____ Extracted text
Outrageous Recruiting Using Avatars and YouTube

Outrageous Recruiting Becomes More Common

In case you haven't heard, some the very best firms in recruiting like Google, Ernst & Young, Microsoft, Bain Consultants, and even the U.S. Army have broken the mold of traditional recruiting.

They have gone beyond traditional sources like job boards, newspaper ads, and career fairs to use "new media" like video games, YouTube videos, online contests, MySpace, TV shows, and virtual reality websites.

You can dismiss these new media recruiting approaches as insignificant, but that would be a mistake. In fact, there are several reasons why your firm needs to be involved in outrageous recruiting.

Instituting outrageous recruiting practices in new media sends a clear message to your internal hiring managers and your employees that your recruiting function leads the way in tactics and strategy.
________
____ Supplied material
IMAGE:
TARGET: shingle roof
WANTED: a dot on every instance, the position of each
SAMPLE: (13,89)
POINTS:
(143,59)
________
■ **Task statement**:
Reproduce the full article on outrageous recruiting word for word. Rely only on the article on outrageous recruiting.

■ **Worked solution**:
Outrageous Recruiting Using Avatars and YouTube

Outrageous Recruiting Becomes More Common

In case you haven't heard, some the very best firms in recruiting like Google, Ernst & Young, Microsoft, Bain Consultants, and even the U.S. Army have broken the mold of traditional recruiting.

They have gone beyond traditional sources like job boards, newspaper ads, and career fairs to use "new media" like video games, YouTube videos, online contests, MySpace, TV shows, and virtual reality websites.

You can dismiss these new media recruiting approaches as insignificant, but that would be a mistake. In fact, there are several reasons why your firm needs to be involved in outrageous recruiting.

Instituting outrageous recruiting practices in new media sends a clear message to your internal hiring managers and your employees that your recruiting function leads the way in tactics and strategy.